_Excerpted text_
━━━━━━━━
10The post-Tambora food crisis had lost some of its force in 1818 and the number of passengers declined slightly, as did the number of people seeking servant contracts.

Illustration 5

But in 1819, both increased again, only to reach the nadir a year later. Ships originally destined for Philadelphia and Baltimore in 1818 and 1819 were instead directed to New Orleans. In 1820, 621 German passengers arrived in the southern port, compared to only 115 in Philadelphia. Confronted with this sudden influx, the Louisiana House of Representatives passed an act for the relief and protection of redemptioners (Grabbe 251). 500 Germans negotiated servant contracts under this law. Then the practice ceased there, too.

11Let us look once more at Illustration 5: Most redemptioners of 1817 found occupation with farmers or artisans in the counties west of Philadelphia. Smaller numbers were put into servitude in Ohio, Maryland, and southern New Jersey. In 1818, we see an increase in the city of Philadelphia due to a growing demand for household servants, most of them female, but in rural regions the numbers went down significantly. The contracts recorded in the Philadelphia Registry of the Redemptioners during 1818 show that most of the servants were either young unmarried women or minors who became apprentices (Grabbe 346). It should be noted that in 1818 and 1819 the category “Outside of Pennsylvania” refers to the states of New York, Virginia, Tennessee, North Carolina, and even to the Alabama Territory. There is evidence that the importers of redemptioners signed batches of servant contracts themselves, hoping to find better market conditions at a later time. They even reassigned the contracts to soul drivers. The 1819 to 1820 bar looks normal and one would not guess that the last ever indenture in Philadelphia was dated December 9, 1820. It is likely that many of the 300 plus indentured servants of 1819 signed contracts, but never completed their service.

Changing Attitudes towards Indentured Servants

12This brings us closer to an understanding of why the redemptioner system ceased to be a valid option for U.S.-bound migrants at that time. The American State Papers of the 16th Congress contain a petition and supporting documents submitted by James Brown, a citizen in Nashville, Tennessee (U.S. Congress, American State Papers).[5] In October 1818, Brown had come to Philadelphia and signed servant contracts with 22 German redemptioners. He planned to travel to Tennessee and Alabama to reassign these indentures there to the highest bidder. The group moved westward on the Cumberland Road to Wheeling. Brown purchased a boat, intending to transport his servants down the Ohio river to Cincinnati. He came as far as Marietta where a hostile, stone-throwing crowd pressured him to set the servants free. Neither the local police nor the militia took action against the mob.
━━━━━━━━
_Given material_
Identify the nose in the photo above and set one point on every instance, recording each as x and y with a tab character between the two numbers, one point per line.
━━━━━━━━
_What is asked_
In the passage on German redemptioners, reproduce everything from "10The post-Tambora food" down to "ceased there, too.", changing "passengers" to "travelers".

_Task answer_
10The post-Tambora food crisis had lost some of its force in 1818 and the number of travelers declined slightly, as did the number of people seeking servant contracts.

Illustration 5

But in 1819, both increased again, only to reach the nadir a year later. Ships originally destined for Philadelphia and Baltimore in 1818 and 1819 were instead directed to New Orleans. In 1820, 621 German travelers arrived in the southern port, compared to only 115 in Philadelphia. Confronted with this sudden influx, the Louisiana House of Representatives passed an act for the relief and protection of redemptioners (Grabbe 251). 500 Germans negotiated servant contracts under this law. Then the practice ceased there, too.